──────── Information provided ────────
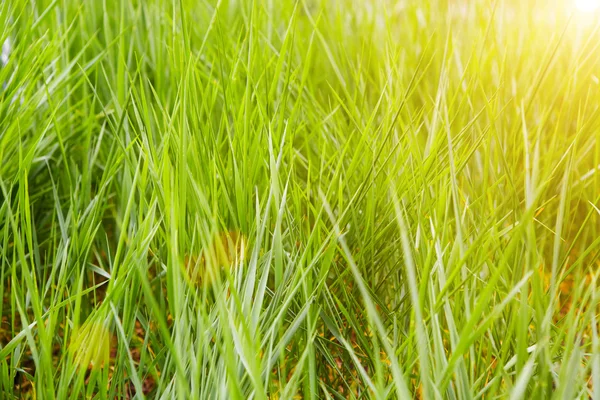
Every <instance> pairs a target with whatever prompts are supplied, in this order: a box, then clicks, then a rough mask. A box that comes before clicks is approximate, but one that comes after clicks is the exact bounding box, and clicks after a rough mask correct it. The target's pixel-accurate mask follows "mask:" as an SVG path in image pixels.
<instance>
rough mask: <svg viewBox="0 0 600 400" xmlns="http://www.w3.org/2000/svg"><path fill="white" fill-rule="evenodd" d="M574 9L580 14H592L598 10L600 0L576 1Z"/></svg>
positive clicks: (587, 0)
mask: <svg viewBox="0 0 600 400" xmlns="http://www.w3.org/2000/svg"><path fill="white" fill-rule="evenodd" d="M575 7H576V8H577V10H579V11H581V12H594V11H597V10H598V9H600V0H576V1H575Z"/></svg>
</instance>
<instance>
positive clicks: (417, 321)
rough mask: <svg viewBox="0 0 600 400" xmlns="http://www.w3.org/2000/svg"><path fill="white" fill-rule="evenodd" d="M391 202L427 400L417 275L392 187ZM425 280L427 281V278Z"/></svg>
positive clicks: (427, 367) (426, 277)
mask: <svg viewBox="0 0 600 400" xmlns="http://www.w3.org/2000/svg"><path fill="white" fill-rule="evenodd" d="M392 200H393V202H394V211H395V212H396V221H397V223H398V228H399V229H400V240H401V242H402V250H403V252H404V266H405V269H406V276H407V278H408V290H409V292H410V298H411V300H412V305H413V309H414V313H415V326H416V327H417V332H416V335H417V349H418V352H419V372H420V374H421V377H420V379H421V382H422V383H423V397H424V398H425V399H429V398H431V395H432V393H433V391H432V388H431V380H430V378H429V375H430V370H429V354H430V351H429V339H428V336H427V332H426V330H425V324H424V320H423V310H422V308H421V302H420V300H419V285H418V283H417V273H416V268H415V263H414V260H413V257H412V251H411V245H410V241H409V239H408V228H407V226H406V223H405V221H404V217H403V213H402V210H401V209H400V204H399V202H398V197H397V196H396V191H395V188H394V187H393V186H392ZM425 278H426V279H427V278H428V277H425Z"/></svg>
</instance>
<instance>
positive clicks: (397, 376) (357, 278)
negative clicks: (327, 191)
mask: <svg viewBox="0 0 600 400" xmlns="http://www.w3.org/2000/svg"><path fill="white" fill-rule="evenodd" d="M319 195H320V197H321V201H322V202H323V207H324V208H325V211H326V212H327V214H328V215H329V219H330V221H331V223H332V224H333V229H334V231H335V234H336V236H337V237H338V242H339V244H340V246H341V247H342V250H343V252H344V254H345V256H346V258H347V261H348V265H349V267H350V271H351V272H352V275H353V276H354V280H355V281H356V286H357V287H358V290H359V291H360V293H361V295H362V297H363V301H364V305H365V307H366V310H367V313H368V315H369V317H370V318H371V320H372V321H373V323H374V324H375V327H376V328H377V331H378V333H379V335H380V336H381V342H382V344H383V347H384V349H385V351H386V353H387V355H388V357H389V359H390V362H391V370H392V376H393V378H394V386H395V388H396V393H397V395H398V397H399V398H401V399H410V398H412V395H411V393H410V390H409V389H408V385H407V383H406V378H405V374H404V371H403V370H402V366H401V365H400V363H399V362H398V358H397V357H396V352H395V349H393V348H392V346H391V344H390V342H389V338H388V335H387V333H386V329H385V327H384V326H383V323H382V322H381V319H380V318H379V315H378V313H377V309H376V307H375V305H374V304H373V300H372V299H371V295H370V293H369V290H368V289H367V287H366V286H365V283H364V281H363V278H362V276H361V274H360V270H359V269H358V266H357V265H356V263H355V262H354V258H353V257H352V252H351V251H350V248H349V247H348V245H347V244H346V240H345V239H344V237H343V236H342V232H341V230H340V227H339V225H338V223H337V221H336V219H335V216H334V214H333V212H332V210H331V207H330V205H329V202H328V201H327V198H326V197H325V194H324V193H323V191H322V190H321V188H319Z"/></svg>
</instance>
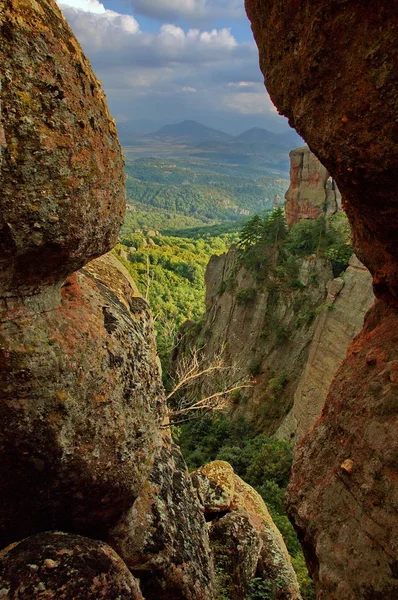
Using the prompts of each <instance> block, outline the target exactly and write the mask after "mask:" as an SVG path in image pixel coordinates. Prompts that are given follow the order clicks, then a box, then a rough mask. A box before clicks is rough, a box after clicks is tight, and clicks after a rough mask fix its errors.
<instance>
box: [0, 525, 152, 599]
────────
### About this exercise
Copy, word for word, the entries above from the first line to the line that holds "202L427 400L417 275L392". Drop the pictures.

### Result for this exercise
Every <instance> pairs a target with whatever prompts are supplied, in this order: a box, then clicks, then a rough mask. A box that comes before clicks is approximate, but one that comes after clicks is the exact bounding box, and clicks after a rough mask correct it. The target's pixel-accurate mask follows "mask:" as an SVG path in image pixels.
<instance>
rough mask: <svg viewBox="0 0 600 400" xmlns="http://www.w3.org/2000/svg"><path fill="white" fill-rule="evenodd" d="M574 9L580 14H592L598 10L600 0L576 1Z"/></svg>
positive clicks: (587, 0)
mask: <svg viewBox="0 0 600 400" xmlns="http://www.w3.org/2000/svg"><path fill="white" fill-rule="evenodd" d="M575 7H576V8H577V10H579V11H581V12H594V11H597V10H598V9H600V0H576V1H575Z"/></svg>
</instance>
<instance>
positive clicks: (417, 321)
rough mask: <svg viewBox="0 0 600 400" xmlns="http://www.w3.org/2000/svg"><path fill="white" fill-rule="evenodd" d="M391 202L427 400L417 275L392 187ZM425 280L427 281V278Z"/></svg>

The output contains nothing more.